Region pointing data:
%%

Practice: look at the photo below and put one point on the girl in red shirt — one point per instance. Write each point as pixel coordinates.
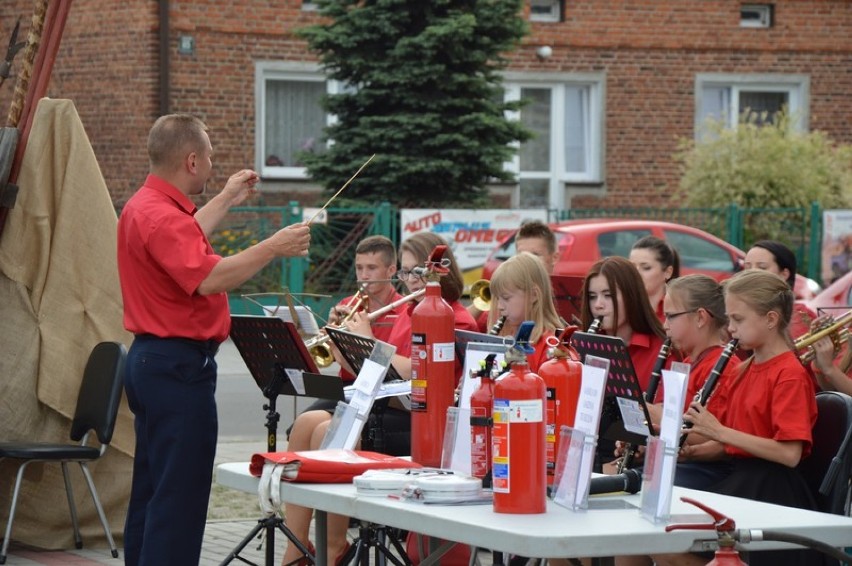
(658, 263)
(766, 430)
(696, 322)
(613, 291)
(520, 290)
(310, 427)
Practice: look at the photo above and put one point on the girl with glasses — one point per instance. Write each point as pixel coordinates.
(310, 427)
(658, 263)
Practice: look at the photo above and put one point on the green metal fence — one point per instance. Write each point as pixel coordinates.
(319, 280)
(328, 273)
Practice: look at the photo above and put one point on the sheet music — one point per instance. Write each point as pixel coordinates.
(307, 322)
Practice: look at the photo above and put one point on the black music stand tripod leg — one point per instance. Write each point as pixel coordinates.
(272, 522)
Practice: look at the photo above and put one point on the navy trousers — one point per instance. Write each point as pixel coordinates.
(170, 386)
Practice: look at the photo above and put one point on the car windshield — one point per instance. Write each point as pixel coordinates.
(508, 249)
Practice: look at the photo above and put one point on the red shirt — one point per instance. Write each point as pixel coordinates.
(163, 256)
(540, 355)
(644, 349)
(699, 372)
(773, 399)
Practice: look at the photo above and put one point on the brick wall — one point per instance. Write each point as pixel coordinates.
(649, 49)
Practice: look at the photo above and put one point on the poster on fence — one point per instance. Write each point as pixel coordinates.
(836, 244)
(471, 233)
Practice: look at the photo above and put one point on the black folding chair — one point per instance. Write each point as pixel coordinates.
(828, 469)
(97, 407)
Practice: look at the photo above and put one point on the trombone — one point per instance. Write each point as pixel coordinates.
(836, 329)
(318, 346)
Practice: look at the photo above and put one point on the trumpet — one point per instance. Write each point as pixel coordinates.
(318, 346)
(836, 329)
(480, 292)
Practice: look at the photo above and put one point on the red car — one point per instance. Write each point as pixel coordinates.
(583, 242)
(834, 299)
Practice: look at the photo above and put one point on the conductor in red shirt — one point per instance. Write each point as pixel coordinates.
(174, 288)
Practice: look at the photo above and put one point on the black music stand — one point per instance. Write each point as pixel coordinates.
(622, 386)
(355, 349)
(271, 348)
(464, 337)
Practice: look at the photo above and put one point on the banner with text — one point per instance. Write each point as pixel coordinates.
(836, 244)
(471, 233)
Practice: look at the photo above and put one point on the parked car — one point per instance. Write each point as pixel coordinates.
(583, 242)
(834, 299)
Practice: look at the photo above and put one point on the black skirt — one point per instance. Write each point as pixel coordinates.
(769, 482)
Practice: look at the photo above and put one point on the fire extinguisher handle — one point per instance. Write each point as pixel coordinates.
(722, 523)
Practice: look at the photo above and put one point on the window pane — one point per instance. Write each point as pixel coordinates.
(716, 101)
(293, 121)
(759, 102)
(535, 193)
(576, 130)
(535, 116)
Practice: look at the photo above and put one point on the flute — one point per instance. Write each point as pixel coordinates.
(651, 392)
(706, 391)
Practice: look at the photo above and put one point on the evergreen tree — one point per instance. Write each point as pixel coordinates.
(423, 93)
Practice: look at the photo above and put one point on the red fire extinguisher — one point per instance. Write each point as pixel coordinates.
(519, 470)
(481, 402)
(725, 528)
(432, 366)
(562, 375)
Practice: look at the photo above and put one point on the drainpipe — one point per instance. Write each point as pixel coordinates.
(164, 57)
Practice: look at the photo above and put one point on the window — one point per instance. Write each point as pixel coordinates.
(726, 97)
(565, 114)
(289, 117)
(756, 15)
(545, 10)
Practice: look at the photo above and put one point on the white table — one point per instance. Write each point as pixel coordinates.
(619, 530)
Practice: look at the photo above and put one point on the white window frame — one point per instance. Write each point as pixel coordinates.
(555, 14)
(282, 70)
(595, 83)
(797, 88)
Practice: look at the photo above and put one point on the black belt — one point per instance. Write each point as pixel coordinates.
(210, 346)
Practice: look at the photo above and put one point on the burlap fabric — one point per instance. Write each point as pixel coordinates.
(60, 296)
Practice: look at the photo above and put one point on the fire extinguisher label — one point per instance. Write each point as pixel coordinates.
(524, 411)
(444, 352)
(500, 446)
(418, 372)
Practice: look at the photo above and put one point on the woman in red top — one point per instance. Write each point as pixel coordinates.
(310, 427)
(613, 290)
(766, 430)
(696, 323)
(658, 263)
(520, 290)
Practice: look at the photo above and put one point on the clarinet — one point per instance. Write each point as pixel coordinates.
(498, 326)
(706, 391)
(650, 393)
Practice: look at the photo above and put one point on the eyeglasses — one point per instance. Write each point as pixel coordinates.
(674, 315)
(405, 274)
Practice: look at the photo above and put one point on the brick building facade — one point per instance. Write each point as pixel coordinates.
(615, 84)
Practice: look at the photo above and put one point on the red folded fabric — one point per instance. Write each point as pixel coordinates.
(327, 466)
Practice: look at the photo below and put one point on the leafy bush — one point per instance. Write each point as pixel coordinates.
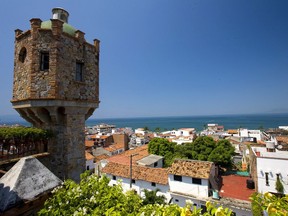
(94, 196)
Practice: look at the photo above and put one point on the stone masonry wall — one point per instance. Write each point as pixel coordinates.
(59, 82)
(21, 87)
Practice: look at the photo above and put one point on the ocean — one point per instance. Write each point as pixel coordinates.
(250, 121)
(255, 121)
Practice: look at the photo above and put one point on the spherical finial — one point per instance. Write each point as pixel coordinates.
(61, 14)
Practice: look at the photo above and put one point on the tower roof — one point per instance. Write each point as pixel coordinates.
(66, 27)
(61, 14)
(27, 179)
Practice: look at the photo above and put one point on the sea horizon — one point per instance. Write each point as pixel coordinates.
(229, 121)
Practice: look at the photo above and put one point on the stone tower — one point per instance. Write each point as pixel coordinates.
(56, 87)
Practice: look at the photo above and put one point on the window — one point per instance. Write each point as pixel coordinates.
(79, 71)
(196, 181)
(44, 61)
(177, 178)
(267, 178)
(22, 54)
(204, 209)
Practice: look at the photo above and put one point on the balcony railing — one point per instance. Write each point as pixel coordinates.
(16, 148)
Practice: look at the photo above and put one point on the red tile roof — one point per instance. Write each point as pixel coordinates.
(89, 143)
(234, 186)
(157, 175)
(89, 156)
(114, 147)
(193, 168)
(124, 158)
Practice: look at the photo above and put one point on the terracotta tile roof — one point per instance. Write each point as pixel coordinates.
(101, 157)
(124, 158)
(232, 131)
(234, 186)
(89, 156)
(283, 139)
(192, 168)
(157, 175)
(114, 147)
(89, 143)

%%

What the exercise asks: Taking the line with "on the balcony" as the first, copy every line through the end of the entries above exactly, with no others.

Result of the exercise:
Practice: look at the photo above and put one point on the balcony railing — one point per instance. Write each point as pixel coordinates.
(16, 148)
Practice: look at the photo above and put one point on the red tile roof — one point per instance. Write each point as pixel coordinates.
(89, 143)
(234, 186)
(157, 175)
(89, 156)
(114, 147)
(193, 168)
(124, 158)
Practice: look at the photo above and put one point on the terracotta tile roof — one point per instance. Write each point as pixel coordinates.
(101, 157)
(124, 158)
(232, 131)
(234, 186)
(89, 156)
(283, 139)
(192, 168)
(157, 175)
(114, 147)
(89, 143)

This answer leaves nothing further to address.